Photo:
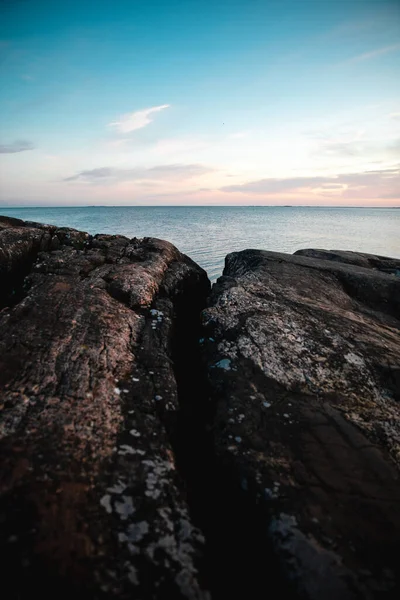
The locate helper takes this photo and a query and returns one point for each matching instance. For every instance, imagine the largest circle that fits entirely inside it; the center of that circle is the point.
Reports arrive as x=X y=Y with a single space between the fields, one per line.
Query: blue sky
x=235 y=102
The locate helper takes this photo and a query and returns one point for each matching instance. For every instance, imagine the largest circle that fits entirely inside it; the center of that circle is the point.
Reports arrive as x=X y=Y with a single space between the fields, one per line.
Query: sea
x=207 y=234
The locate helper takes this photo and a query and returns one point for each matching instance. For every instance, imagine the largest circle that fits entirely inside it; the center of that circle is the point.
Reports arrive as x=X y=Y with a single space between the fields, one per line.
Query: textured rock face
x=91 y=502
x=303 y=360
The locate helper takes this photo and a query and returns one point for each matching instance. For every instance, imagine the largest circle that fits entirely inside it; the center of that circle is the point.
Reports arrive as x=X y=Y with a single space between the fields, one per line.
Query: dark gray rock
x=303 y=361
x=91 y=502
x=360 y=259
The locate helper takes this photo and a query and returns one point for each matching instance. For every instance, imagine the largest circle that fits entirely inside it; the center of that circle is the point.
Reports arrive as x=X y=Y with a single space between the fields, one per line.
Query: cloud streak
x=374 y=53
x=383 y=180
x=176 y=172
x=17 y=146
x=137 y=120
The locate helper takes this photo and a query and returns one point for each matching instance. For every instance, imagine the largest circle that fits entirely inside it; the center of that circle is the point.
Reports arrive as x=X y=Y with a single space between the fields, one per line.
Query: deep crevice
x=239 y=560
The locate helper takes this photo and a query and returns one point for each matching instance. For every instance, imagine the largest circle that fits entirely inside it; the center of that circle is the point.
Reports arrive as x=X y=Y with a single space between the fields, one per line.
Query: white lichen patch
x=225 y=364
x=355 y=359
x=124 y=507
x=125 y=449
x=105 y=502
x=118 y=488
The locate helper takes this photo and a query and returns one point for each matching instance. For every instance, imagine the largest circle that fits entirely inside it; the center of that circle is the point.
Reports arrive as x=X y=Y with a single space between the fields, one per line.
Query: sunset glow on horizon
x=192 y=103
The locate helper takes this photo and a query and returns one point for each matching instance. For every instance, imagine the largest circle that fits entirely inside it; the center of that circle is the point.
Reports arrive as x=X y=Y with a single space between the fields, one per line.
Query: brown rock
x=91 y=502
x=303 y=359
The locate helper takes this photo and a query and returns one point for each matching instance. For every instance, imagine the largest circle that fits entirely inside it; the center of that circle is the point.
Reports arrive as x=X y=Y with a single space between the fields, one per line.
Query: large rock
x=303 y=361
x=91 y=502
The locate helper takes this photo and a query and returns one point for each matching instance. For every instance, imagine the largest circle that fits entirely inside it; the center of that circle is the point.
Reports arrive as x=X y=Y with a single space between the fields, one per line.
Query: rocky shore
x=160 y=439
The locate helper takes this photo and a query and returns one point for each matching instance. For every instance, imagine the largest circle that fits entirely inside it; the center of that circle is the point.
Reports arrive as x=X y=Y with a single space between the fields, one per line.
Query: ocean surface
x=207 y=234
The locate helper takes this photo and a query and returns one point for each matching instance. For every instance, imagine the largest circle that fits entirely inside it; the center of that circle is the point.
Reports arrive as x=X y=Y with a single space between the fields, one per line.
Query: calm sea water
x=207 y=234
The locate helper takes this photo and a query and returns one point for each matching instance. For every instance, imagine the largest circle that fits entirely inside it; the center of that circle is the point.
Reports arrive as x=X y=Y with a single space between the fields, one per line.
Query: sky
x=235 y=102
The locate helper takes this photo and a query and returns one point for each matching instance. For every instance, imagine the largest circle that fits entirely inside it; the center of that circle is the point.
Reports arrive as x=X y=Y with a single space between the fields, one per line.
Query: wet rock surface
x=91 y=502
x=303 y=360
x=143 y=457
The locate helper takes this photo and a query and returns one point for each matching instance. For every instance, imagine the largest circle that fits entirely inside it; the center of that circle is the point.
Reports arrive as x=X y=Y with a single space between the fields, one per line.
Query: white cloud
x=177 y=172
x=137 y=119
x=379 y=181
x=17 y=146
x=374 y=53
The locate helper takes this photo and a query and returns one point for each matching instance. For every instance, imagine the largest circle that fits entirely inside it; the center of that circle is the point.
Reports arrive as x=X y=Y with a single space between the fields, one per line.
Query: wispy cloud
x=137 y=119
x=374 y=53
x=384 y=179
x=158 y=173
x=17 y=146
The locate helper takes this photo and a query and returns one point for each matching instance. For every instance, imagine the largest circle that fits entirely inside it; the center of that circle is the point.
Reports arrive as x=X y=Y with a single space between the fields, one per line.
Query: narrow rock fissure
x=239 y=560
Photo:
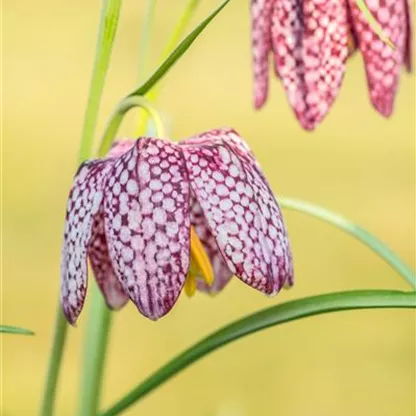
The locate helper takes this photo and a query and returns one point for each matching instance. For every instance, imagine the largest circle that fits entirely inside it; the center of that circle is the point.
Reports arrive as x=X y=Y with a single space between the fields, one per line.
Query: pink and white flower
x=146 y=215
x=310 y=41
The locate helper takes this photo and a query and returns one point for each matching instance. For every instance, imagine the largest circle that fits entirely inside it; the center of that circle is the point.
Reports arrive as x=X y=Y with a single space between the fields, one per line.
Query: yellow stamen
x=200 y=265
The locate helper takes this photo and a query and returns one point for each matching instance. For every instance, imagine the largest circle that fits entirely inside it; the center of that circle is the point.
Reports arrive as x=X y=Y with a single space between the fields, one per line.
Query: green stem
x=110 y=13
x=144 y=49
x=125 y=105
x=8 y=329
x=276 y=315
x=54 y=363
x=356 y=231
x=174 y=39
x=96 y=341
x=108 y=27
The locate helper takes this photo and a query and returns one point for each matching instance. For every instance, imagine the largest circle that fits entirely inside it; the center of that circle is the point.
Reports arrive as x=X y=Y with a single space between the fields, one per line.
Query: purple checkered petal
x=105 y=276
x=240 y=209
x=147 y=224
x=261 y=46
x=222 y=273
x=84 y=202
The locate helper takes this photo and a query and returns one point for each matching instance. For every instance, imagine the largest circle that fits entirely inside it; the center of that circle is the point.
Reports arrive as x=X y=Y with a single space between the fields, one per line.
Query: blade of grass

- [Problem requirements]
From the first line to the last, repeat the records exactly. Leave out the pictures.

- [Answer to this task]
Photo:
The locate helper takes this photo and a query and returns one point for each matching instance. For every instance, imagine the largest circle that fits entirely inside it; the center of that circle is the point.
Reports arrive as x=X y=Y with a single space between the fields, one per line.
Query: blue sky
x=235 y=102
The locate helper takes this photo and a query and returns one point for each matching instance. For every instance, imagine the largest circle that fits entirely inside it; the center of that circle is the point.
Reports arrive as x=X y=Y with a single space between the fields, one per line.
Query: sea
x=207 y=234
The locate helper takes this photo and a query and returns one point for each matching instance. For every instance, imagine the largest circle that fits entirely inside it; the center of that circle is the point.
Reports arrive as x=X y=Y with a single space between the fields, one per line.
Query: textured rock face
x=91 y=502
x=303 y=360
The locate helper takes this photo and a query and returns one point for each matching instance. For every instance, imagine the largest circle that fits entirely inside it; the center of that circle is the point.
Reports arrive as x=X y=Y with a single space between the fields, one per line.
Query: dark gray rock
x=303 y=361
x=91 y=502
x=360 y=259
The locate helper takes this photo and a query and returns one point for each matching instance. For every instance, imagine the largest circle that fits entirely inside it; the center of that circle is the point.
Reports arrive as x=X y=Y with a single space between the fields, one per line.
Query: cloud streak
x=374 y=53
x=383 y=180
x=176 y=172
x=17 y=146
x=137 y=120
The locate helper takes this photo and a query and returns one point for each matching instance. For every instance, imagine the largest circle that fits entirely inside it; the center of that circle is the point.
Reports arrive as x=X y=Y with a single space between the fields, one per line.
Query: deep crevice
x=239 y=560
The locate helper takes this photo and a query and returns one point for each matching instance. For every instance, imagine the largest circle that fits entirely inside it; the center of that circle is the point.
Reports arrive as x=X y=Y with a single space between the fields, one per line.
Query: white lichen patch
x=225 y=364
x=355 y=359
x=124 y=507
x=125 y=449
x=105 y=502
x=118 y=488
The locate helper takes this photo and a query and returns one point for each matching instance. For every instance, imagine the largest circle that fits entirely inside it; the center of that circle is the point.
Reports arrive as x=X y=Y with a single space between the fields, one per line.
Query: sunset glow on horizon
x=192 y=103
The locate helper takes this photo and a query and returns one point for each matching instance. For every instance, imagine the largest circle that fits entirely inside it; the center of that circle is the point.
Reports arrive as x=X y=Y with a single space between the fields, one per line.
Query: brown rock
x=91 y=502
x=303 y=359
The locate helper takes this photo and a query and returns one point for each matching instance. For every instance, imagine the largest circle that fits entirely inside it; the center of that circle is the point.
Reports arrive as x=X y=Y with a single space between the fields, one per line.
Query: large rock
x=303 y=361
x=91 y=502
The locate helper takes this photo and a query and returns one point for each matching instance. For every instance, imagine the largest circle that fits entirely inside it; the center of that circle is the point.
Reports arrive as x=X y=Y with a single space between the fields, one per line.
Query: rocky shore
x=160 y=439
The locate helper takes this photo and a query and returns one point for each matching instance. For every instance, imagine the largest circle that fits entirely inside it; the center of that circle is the point.
Reports arrive as x=X y=Y with a single space between the fields, one per line.
Query: ocean surface
x=207 y=234
The locate helper takes this photo and a query and returns one point for each matching instance. For every instance, imagine the largest circle that fits entirely inside it; the center of that circle is the point.
Reports arrive as x=X y=Y with a single space between the fields, one per line.
Query: calm sea water
x=207 y=234
The locate helper takes this photo and a query and returns one point for each matching instance. For every instance, imagine the largest circle that fits entirely inside it; the center of that circle is the point.
Reports arrive as x=X y=Y with a single space between the fields, one per line.
Query: sky
x=235 y=102
The locate helper takes this photo and a query and returns one point for each matching instance. For every instance, imagine the largest circle that fits entirely inside it; the center of that circle is the point.
Reports arrive as x=X y=Y with a single space between the fields, one per line.
Query: wet rock surface
x=91 y=502
x=303 y=360
x=143 y=457
The locate helper takes this photo and a query and returns one point for each matching instance. For every instance, imagine the largest circle that fits entirely inside it; the center of that circle is the point.
Reports arrive as x=X y=Y with a single space between the fields, one per line.
Query: white cloud
x=177 y=172
x=137 y=119
x=379 y=181
x=17 y=146
x=374 y=53
The locate helper takes this photo and a query and returns one point for each matching instance. For every instance, imagine the largest circle that fits entirely inside it; the center of that circle is the point.
Reports arrive as x=X y=Y with a single space between the fields, one per line.
Query: wispy cloud
x=137 y=119
x=374 y=53
x=384 y=179
x=158 y=173
x=17 y=146
The locate helper takes this photo and a query and returns one point for each matching instance. For every instance, imagine the largest circle that fits entirely inside it; the center of that circle is the point.
Reports arrive as x=X y=Y with a single space between the fields, one per line.
Query: narrow rock fissure
x=239 y=560
Photo:
The locate helper takes this photo and a query and returns one point for each matching instance. For every instance, imagine the largest circle that fits entirely inside it; the center of that circle is the point.
Reports arrive as x=X y=Y with a single space between the fields, one per line.
Query: pink and white flower
x=146 y=215
x=310 y=41
The locate helper takes this photo and a query and returns one point for each matching instance. For every instance, imagine the largest circle that fits entirely inside it; the center of that circle is the point.
Reports arrive as x=X y=Y with a single space between the fields, one per line.
Query: yellow stamen
x=200 y=265
The locate helper takes this photo and a query and returns one point for each matching instance. For every instance, imagine the largest circle that fits entirely inside it; the center of that circle is the point.
Reports arrive as x=X y=Y with a single space between the fields, one per line.
Query: green stem
x=110 y=13
x=144 y=49
x=125 y=105
x=8 y=329
x=276 y=315
x=54 y=363
x=356 y=231
x=174 y=39
x=96 y=341
x=108 y=27
The locate helper takes this photo and a query and returns one point for each matching instance. For every instance, imagine the largest circle that fits entirely inside it; the center of that circle is the point.
Reports arrive as x=X y=Y with a single space between the fields, one per line.
Query: purple checkered petal
x=105 y=276
x=240 y=209
x=147 y=224
x=261 y=46
x=222 y=273
x=84 y=202
The locate helper takes this photo and a query and returns one point for each matching instance. For every instance, imagine the largest circle that fits entirely inside it; the center of that circle is the point.
Reports arrive as x=X y=Y with a single space between the fields, one per line.
Query: blade of grass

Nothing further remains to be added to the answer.